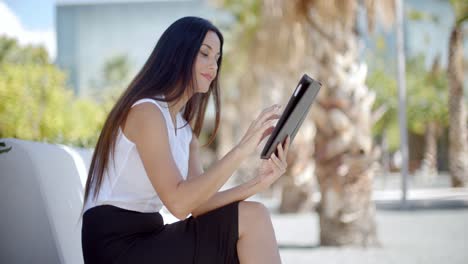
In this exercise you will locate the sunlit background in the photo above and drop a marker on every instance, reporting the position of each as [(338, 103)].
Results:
[(377, 173)]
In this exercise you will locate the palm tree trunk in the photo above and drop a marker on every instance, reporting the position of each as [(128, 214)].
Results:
[(429, 163), (458, 149)]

_WHAT NEEDS TO BE DONE_
Retype everything in the material word for word, minus pictures.

_RESPONSE_
In this exercise you will locate the sunlit background in the photo above and drop a marker on every instance, reporting the position of each as [(338, 103)].
Results:
[(377, 173)]
In this exercise you will locate the palm tree trunk in the photo above and drop a marker on every instance, reporting the position of each as [(128, 214)].
Results:
[(429, 163), (458, 149)]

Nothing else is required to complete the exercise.